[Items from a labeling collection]
============================================================

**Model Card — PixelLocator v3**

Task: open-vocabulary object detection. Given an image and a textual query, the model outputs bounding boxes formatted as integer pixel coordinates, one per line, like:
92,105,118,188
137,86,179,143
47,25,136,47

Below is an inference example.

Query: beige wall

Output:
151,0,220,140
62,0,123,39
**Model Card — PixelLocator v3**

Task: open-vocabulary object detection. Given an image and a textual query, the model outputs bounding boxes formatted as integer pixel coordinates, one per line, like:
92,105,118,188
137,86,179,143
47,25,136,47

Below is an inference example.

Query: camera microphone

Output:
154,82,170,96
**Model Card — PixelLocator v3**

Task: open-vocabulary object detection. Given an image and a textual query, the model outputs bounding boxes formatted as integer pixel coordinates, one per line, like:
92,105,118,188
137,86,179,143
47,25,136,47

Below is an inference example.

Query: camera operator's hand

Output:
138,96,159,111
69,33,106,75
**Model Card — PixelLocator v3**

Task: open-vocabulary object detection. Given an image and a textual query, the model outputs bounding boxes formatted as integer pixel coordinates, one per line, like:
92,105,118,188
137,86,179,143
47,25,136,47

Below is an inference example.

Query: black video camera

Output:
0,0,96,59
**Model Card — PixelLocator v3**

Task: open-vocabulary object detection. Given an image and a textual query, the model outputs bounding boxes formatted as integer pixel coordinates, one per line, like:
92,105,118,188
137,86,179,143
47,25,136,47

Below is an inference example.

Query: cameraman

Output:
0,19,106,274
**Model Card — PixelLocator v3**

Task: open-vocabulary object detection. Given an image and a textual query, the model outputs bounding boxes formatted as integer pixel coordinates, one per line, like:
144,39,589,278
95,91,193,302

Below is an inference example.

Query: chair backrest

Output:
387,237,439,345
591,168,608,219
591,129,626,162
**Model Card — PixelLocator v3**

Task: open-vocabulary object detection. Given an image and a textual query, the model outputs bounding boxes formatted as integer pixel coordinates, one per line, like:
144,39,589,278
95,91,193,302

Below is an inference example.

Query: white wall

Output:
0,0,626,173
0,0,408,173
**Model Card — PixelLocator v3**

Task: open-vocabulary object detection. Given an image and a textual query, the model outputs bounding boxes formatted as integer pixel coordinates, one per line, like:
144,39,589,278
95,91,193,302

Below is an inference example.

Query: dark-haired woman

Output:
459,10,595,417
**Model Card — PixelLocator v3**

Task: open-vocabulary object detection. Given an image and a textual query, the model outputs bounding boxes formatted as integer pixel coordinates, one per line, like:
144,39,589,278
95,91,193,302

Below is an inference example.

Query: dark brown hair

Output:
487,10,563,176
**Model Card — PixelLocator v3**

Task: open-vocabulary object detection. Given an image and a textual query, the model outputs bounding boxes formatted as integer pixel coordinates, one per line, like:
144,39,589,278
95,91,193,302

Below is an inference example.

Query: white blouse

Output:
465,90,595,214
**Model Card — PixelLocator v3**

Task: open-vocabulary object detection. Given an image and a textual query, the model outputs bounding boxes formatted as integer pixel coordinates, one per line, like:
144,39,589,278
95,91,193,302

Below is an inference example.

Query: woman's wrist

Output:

============================================================

● Problem to work on:
Copy all of the items above without changing a single character.

● Result below:
**Model Card — PixelLocator v3**

Task: open-vocabulary object detection. Given an image and a textual query, the model outputs bounding boxes formatted as integer pixel coordinates, one per line, like:
92,105,118,188
137,86,179,143
47,25,136,47

Below is an inference example.

Query: beige wall

Output:
151,0,220,140
62,0,123,39
**Model Card — PixelLocator v3**

Task: open-vocabulary object detection. Given an image and a textual query, the model outputs bounding boxes formatted as integer pixel coordinates, one per line, like:
92,105,118,188
137,86,179,143
47,25,136,47

Below is an inference example.

Query: camera microphone

Output:
154,82,170,96
**Model Card — PixelLocator v3**

Task: open-vocabulary object detection. Given an image and a textual query, the model outputs bounding boxes formatted as integer pixel coordinates, one per line, like:
92,105,118,188
137,86,179,143
47,25,136,47

Below is an inference example.

Query: camera operator's hand

Output:
138,96,159,111
69,33,106,75
**Model Card — PixelLocator v3**

Task: open-vocabulary object detection. Given an image and a textual query, the model outputs bounding boxes formatted as integer pixel coordinates, one per line, like:
92,105,118,188
137,86,179,143
47,25,136,47

Below is an inference example.

Query: black video camera

Output:
0,0,96,59
**Model Card — PixelLocator v3**

Task: open-vocabulary object detection. Given an image and a textual query, the model outputs bounding boxes formatted as integer pixel coordinates, one per line, like:
92,105,118,188
137,86,179,143
47,25,136,47

Below is an inference example.

Query: cameraman

Output:
0,19,106,274
**Model Card — PixelLocator v3**

Task: open-vocabulary object detection. Given an image and a textual query, the model outputs bounding boxes formatted as integer pixel coordinates, one per line, like:
144,39,589,278
95,91,193,302

Below is an inference example.

Query: chair backrest

Output:
387,237,439,345
591,168,608,219
591,129,626,162
**Model Card — PixelLocator v3**

Task: open-vocabulary object detection. Given an image and a textual query, the model outputs bounding boxes formatted as integer pixel coordinates, one per line, like:
144,39,589,278
95,91,193,302

Below is an inference example.

Query: white wall

Output:
0,0,626,173
0,0,408,173
**Model Card — PixelLocator v3**

Task: open-vocabulary object detection. Given an image and a textual query, the model outputs bounding boxes formatted as integer pixel coordinates, one per line, like:
144,39,589,278
95,91,193,302

Below is an inference example.

Query: dark-haired woman

Output:
459,10,595,417
**Model Card — PixelLocator v3**

Task: open-vocabulary object detection. Given an image and a textual query, the model outputs bounding boxes formatted as integer pixel coordinates, one per line, like:
144,39,589,278
95,91,193,302

Below is an inference example.

Query: dark brown hair

Output:
487,10,563,176
**Model Card — PixelLocator v3**

Task: open-vocabulary object detection. Given an image and a textual query, the model outputs bounding boxes formatted as integer pixel coordinates, one per line, like:
144,39,589,278
95,91,193,302

Below is an inference example.

Query: white blouse

Output:
465,90,595,214
**Model Card — PixelLocator v3**

Task: open-vocabulary object detection. Given an image and a textual query, the model outputs bounding boxes formatted as integer pixel coordinates, one per line, like:
144,39,589,278
95,91,193,302

Below is an inference example.

Query: woman's wrist

Output:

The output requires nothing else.